■ **What you will do**: Reproduce the passage on Chile's economy from "The coronavirus pandemic" up to and including "vigorous economic recoveries.", substituting "downturn" for "recession".

■ **Page excerpt**:
◆ ◆ ◆ ◆ ◆ ◆ ◆
The coronavirus pandemic will likely push Latin America into its worst-ever recession, with the region’s economy expected to shrink by more than 9 percent in 2020, according to the International Monetary Fund. But in a part of the world with few economic bright spots, Chile is forecast to perform relatively well, with a 7.5 percent contraction this year and growth of 5 percent in 2021, which would be one of Latin America’s more vigorous economic recoveries.
At first glance, this is surprising, as Chile is among the most open economies in the region and is sensitive to volatility in commodity prices, which have largely declined this year because of COVID-19. Chile’s resilience is due to a decades-long, cross-party commitment to prudent macroeconomic policies. This includes maintaining a balanced budget and saving the excess income from exports of copper, rather than using it to finance lavish public spending that has caused other commodity-dependent economies, like Argentina and Ecuador, to fall into costly debt traps. As a result, Chile has built a reputation among creditors and international financial institutions as a model emerging market economy, which has allowed it to spend liberally during the current crisis.
In a sign of Chile’s privileged status among lenders, the IMF recently extended to Chile access to its Flexible Credit Line, which, unlike the organization’s other loan programs, is not conditioned on fiscal belt-tightening. IMF Managing Director Kristalina Georgieva said Chile deserved the $24 billion line of credit because it has a “track record of implementing prudent macroeconomic policies.”
◆ ◆ ◆ ◆ ◆ ◆ ◆
■ **Source information**:

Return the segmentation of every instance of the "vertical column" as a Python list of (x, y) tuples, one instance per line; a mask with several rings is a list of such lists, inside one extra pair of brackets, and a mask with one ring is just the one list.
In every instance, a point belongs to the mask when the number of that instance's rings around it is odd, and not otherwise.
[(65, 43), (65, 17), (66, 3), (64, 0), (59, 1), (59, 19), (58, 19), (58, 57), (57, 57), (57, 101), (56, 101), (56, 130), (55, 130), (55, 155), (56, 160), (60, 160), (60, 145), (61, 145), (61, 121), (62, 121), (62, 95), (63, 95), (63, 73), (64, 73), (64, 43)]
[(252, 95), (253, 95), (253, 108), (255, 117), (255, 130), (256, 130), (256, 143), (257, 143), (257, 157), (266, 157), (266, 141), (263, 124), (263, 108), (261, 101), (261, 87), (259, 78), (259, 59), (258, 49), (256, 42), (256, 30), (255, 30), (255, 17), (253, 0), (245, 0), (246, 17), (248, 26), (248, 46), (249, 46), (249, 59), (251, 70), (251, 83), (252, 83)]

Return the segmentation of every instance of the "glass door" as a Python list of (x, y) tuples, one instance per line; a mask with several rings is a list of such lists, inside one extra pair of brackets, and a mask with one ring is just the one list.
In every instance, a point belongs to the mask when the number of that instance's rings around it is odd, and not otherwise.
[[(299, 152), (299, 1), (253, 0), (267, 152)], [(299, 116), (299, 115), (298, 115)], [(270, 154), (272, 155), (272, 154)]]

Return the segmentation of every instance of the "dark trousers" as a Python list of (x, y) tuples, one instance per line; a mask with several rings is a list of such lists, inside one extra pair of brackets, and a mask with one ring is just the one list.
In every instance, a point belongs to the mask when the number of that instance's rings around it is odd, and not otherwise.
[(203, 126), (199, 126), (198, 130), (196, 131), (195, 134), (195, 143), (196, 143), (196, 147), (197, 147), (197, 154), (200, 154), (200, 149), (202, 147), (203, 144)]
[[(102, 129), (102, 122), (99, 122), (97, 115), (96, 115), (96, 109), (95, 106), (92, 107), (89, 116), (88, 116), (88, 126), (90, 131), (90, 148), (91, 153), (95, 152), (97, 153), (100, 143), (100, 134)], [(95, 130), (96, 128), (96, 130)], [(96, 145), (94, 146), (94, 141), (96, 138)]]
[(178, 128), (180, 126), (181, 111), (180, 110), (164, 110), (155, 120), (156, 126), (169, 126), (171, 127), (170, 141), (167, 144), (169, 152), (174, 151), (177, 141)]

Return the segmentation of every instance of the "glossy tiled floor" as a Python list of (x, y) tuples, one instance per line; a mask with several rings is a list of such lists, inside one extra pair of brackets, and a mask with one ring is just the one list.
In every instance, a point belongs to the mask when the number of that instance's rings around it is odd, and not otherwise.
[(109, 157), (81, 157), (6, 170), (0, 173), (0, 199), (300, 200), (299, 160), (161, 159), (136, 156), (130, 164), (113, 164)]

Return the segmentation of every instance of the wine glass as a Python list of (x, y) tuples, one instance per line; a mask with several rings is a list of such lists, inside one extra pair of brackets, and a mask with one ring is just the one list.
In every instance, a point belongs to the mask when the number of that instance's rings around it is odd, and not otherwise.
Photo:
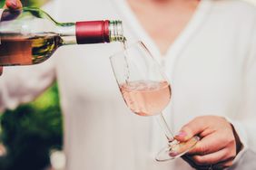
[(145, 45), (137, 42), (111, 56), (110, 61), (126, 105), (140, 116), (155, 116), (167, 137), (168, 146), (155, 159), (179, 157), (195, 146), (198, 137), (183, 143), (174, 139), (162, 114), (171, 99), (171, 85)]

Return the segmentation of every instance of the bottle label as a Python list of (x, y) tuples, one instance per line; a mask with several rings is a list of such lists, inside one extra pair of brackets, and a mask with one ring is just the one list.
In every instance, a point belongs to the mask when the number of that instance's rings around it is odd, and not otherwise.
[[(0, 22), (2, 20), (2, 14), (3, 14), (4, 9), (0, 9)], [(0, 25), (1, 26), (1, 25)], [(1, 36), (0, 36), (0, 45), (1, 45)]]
◆ ◆ ◆ ◆ ◆ ◆ ◆
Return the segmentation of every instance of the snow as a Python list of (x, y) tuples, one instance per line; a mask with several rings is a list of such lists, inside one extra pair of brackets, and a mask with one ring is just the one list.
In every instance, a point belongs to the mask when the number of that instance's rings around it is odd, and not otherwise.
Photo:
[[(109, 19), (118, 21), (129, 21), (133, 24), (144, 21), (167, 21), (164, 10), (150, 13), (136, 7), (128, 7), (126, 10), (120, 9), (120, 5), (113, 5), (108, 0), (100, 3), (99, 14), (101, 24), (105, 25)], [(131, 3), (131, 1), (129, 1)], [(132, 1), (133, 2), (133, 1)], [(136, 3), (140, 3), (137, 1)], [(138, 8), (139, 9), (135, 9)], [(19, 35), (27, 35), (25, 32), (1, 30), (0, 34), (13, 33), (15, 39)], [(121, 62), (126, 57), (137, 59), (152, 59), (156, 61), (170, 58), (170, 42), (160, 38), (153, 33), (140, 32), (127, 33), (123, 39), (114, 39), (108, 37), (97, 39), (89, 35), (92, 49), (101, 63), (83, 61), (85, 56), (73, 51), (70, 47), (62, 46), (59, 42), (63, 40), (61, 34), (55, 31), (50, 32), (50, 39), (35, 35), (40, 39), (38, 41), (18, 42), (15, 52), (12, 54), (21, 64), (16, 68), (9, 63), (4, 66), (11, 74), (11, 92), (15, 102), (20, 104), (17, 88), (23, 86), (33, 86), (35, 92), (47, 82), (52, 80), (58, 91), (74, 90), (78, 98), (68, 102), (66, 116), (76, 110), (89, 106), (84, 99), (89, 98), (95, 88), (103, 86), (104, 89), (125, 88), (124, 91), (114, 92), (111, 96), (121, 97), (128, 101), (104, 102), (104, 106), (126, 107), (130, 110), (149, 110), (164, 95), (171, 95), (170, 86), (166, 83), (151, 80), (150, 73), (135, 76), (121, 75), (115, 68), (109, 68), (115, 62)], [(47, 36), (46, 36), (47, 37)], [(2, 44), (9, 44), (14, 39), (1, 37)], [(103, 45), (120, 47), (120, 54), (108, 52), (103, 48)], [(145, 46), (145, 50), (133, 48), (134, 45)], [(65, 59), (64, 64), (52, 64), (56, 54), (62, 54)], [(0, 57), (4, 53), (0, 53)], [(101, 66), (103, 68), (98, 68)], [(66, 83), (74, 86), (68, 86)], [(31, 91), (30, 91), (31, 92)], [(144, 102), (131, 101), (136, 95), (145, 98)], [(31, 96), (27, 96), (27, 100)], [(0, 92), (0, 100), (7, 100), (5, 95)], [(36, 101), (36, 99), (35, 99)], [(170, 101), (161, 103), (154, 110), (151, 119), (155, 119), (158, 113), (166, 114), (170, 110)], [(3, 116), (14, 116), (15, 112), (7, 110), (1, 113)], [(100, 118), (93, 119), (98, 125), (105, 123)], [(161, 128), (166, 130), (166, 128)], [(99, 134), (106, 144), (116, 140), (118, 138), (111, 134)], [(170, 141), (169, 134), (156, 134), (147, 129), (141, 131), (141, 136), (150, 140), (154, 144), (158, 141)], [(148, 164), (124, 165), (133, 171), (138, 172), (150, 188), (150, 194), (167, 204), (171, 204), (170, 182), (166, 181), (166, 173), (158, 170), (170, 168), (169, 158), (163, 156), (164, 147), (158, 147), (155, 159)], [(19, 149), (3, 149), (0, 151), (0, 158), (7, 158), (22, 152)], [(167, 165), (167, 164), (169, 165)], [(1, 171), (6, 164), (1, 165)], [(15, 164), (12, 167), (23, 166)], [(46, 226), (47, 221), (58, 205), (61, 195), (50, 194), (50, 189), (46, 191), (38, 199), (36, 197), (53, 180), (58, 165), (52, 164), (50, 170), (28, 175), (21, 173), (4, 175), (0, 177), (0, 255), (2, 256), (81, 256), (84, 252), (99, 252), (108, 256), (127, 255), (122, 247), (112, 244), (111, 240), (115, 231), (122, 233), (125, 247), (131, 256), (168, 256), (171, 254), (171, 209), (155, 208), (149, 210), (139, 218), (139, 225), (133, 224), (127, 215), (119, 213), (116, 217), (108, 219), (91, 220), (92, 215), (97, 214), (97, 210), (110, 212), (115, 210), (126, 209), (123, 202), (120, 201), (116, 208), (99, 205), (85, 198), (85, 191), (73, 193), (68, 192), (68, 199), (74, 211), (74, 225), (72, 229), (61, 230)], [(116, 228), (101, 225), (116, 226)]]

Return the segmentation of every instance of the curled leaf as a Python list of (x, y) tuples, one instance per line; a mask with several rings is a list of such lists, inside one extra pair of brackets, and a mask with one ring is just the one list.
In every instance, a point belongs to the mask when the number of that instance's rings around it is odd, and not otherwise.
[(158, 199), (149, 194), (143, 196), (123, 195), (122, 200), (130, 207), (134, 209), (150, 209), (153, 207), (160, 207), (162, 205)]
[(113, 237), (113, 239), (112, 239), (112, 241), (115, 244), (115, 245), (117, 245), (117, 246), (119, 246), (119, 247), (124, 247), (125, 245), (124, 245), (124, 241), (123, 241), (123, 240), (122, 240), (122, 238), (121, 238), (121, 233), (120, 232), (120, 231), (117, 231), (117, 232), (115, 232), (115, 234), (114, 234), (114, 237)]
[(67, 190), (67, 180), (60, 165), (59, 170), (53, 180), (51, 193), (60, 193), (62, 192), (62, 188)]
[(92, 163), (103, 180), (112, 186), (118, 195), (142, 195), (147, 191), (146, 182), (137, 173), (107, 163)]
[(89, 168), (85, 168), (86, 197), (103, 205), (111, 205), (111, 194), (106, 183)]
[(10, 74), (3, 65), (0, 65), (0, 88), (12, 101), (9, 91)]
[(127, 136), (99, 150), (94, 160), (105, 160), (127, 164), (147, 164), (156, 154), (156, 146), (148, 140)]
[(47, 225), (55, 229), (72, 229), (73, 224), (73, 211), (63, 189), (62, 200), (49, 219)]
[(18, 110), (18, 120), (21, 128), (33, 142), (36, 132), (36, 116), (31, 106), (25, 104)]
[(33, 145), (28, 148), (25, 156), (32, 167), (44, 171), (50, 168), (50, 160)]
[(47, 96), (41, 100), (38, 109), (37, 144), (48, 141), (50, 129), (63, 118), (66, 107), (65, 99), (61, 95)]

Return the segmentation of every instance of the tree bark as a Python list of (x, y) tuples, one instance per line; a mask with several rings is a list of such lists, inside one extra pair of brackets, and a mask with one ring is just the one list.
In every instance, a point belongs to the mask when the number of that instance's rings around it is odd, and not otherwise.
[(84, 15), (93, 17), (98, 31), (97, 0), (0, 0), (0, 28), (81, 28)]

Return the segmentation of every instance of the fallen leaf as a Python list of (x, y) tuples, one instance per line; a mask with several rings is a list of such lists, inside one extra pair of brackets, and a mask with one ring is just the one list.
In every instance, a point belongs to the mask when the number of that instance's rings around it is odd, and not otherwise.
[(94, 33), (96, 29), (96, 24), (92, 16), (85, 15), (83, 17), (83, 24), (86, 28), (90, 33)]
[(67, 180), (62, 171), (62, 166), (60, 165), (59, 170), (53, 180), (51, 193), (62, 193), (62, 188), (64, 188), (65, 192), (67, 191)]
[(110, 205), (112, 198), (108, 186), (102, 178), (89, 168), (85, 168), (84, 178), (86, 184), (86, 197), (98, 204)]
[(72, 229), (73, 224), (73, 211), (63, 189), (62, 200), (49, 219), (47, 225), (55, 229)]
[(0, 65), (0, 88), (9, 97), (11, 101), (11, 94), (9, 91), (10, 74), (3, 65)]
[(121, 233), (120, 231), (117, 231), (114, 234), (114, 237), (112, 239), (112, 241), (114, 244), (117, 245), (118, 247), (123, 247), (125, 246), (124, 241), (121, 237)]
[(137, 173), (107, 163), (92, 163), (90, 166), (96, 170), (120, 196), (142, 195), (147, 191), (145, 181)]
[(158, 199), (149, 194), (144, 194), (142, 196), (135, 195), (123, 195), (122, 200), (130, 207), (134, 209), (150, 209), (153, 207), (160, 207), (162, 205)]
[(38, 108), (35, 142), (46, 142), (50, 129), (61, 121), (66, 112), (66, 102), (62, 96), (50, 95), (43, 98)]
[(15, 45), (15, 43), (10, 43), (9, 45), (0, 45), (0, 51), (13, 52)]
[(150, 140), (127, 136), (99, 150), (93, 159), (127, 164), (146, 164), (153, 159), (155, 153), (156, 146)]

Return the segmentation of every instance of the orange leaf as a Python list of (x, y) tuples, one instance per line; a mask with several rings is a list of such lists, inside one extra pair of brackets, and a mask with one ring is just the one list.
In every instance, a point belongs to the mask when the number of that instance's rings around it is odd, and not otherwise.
◆ ◆ ◆ ◆ ◆ ◆ ◆
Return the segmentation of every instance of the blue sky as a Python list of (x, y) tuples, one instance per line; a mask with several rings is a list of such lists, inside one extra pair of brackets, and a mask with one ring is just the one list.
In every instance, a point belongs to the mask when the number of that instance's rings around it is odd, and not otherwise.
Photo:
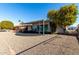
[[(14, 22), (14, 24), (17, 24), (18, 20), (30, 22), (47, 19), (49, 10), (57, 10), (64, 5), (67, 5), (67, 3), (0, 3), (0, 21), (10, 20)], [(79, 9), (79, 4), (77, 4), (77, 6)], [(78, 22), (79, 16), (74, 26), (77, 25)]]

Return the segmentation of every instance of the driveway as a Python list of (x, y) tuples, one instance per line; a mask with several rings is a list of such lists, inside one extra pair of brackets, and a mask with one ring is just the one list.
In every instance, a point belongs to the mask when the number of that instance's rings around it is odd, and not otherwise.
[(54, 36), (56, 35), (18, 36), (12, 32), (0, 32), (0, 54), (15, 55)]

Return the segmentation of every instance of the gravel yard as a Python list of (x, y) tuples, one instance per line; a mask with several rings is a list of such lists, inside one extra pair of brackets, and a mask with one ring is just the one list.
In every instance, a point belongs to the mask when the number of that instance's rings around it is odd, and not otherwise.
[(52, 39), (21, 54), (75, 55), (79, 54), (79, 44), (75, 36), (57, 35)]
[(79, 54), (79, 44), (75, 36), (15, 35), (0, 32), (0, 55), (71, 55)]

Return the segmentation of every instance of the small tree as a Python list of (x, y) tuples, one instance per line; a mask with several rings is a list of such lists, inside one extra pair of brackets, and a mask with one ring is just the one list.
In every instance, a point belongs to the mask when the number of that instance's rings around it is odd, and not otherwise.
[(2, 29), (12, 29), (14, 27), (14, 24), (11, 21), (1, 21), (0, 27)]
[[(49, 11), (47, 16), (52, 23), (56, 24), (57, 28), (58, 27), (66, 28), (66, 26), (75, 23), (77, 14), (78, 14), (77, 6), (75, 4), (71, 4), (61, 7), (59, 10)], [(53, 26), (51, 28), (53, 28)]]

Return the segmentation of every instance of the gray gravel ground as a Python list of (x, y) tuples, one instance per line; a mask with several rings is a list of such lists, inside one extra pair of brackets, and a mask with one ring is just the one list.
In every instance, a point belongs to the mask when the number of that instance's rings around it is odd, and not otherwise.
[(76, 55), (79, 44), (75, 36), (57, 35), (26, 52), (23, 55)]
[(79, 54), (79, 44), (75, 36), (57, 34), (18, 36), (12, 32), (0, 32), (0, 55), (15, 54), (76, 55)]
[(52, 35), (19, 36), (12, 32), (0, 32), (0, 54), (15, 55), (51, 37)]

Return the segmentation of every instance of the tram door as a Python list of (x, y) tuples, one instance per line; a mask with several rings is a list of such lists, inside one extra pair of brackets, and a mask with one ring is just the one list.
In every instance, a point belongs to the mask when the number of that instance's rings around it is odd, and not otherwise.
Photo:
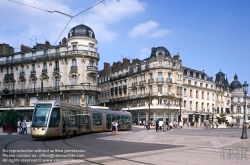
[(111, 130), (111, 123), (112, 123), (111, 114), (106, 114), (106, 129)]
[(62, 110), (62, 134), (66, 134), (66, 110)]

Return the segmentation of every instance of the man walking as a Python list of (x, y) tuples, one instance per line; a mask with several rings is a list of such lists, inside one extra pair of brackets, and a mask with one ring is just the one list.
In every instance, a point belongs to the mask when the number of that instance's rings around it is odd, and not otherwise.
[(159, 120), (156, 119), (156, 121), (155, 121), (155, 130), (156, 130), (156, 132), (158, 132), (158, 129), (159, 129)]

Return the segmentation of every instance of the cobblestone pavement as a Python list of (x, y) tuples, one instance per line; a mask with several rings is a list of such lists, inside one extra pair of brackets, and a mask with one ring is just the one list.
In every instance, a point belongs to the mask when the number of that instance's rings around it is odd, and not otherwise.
◆ ◆ ◆ ◆ ◆ ◆ ◆
■ **Result of the task**:
The coronavirus pandemic will likely push Latin America into its worst-ever downturn, with the region’s economy expected to shrink by more than 9 percent in 2020, according to the International Monetary Fund. But in a part of the world with few economic bright spots, Chile is forecast to perform relatively well, with a 7.5 percent contraction this year and growth of 5 percent in 2021, which would be one of Latin America’s more vigorous economic recoveries.